* Exercise instructions: Continue the news passage about the transit authority's failed security partnership with an Army unit, picking up after its last sentence.

The idea seemed ambitious and innovative at the time. In early 2002, the Metropolitan Transportation Authority, eager to respond to post-Sept. 11 worries over terrorism, started negotiations with a specialized Army unit to help develop novel security measures for the New York City transit system.

Over many months, there was talk of using of motion detectors, infrared sensors and sophisticated software to protect a wide range of infrastructure, from subway tunnels and bus depots to bridges and tunnels. The office of the deputy secretary of defense, Paul D. Wolfowitz, even signed off on the collaboration, which would have involved some of the Army's most sophisticated technologies.

Then, the discussions suddenly ended, in ruins. The transportation authority's top security officials, who had taken the lead in the negotiations, were fired, in an unrelated episode, after they made public accusations of corruption against other authority officials. And then the new security chief at the authority examined the proposal and walked away.

* Dataset:

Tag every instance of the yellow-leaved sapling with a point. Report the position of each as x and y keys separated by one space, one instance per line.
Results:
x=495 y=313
---
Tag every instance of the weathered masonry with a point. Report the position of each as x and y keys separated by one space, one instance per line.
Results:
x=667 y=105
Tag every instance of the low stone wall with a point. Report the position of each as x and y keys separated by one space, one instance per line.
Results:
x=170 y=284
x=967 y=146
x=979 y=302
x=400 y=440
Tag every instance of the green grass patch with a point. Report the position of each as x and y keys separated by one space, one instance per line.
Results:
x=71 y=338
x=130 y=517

* Result of this task:
The costs of the detour were paid not in money, but in time - a year and a half lost as cities around the country moved ahead in implementing security measures and as train bombings in Moscow and Madrid highlighted the need for an aggressive, even radical, rethinking of transit security.

Since 2002, when the authority announced it had $600 million on hand to spend on hardening the transit system against terror threats, it has spent only about $30 million. There are, officials inside and outside the authority said, many reasons for the pace of the modest progress. The ultimately abandoned deal with the Army is one of the more dramatic of those reasons....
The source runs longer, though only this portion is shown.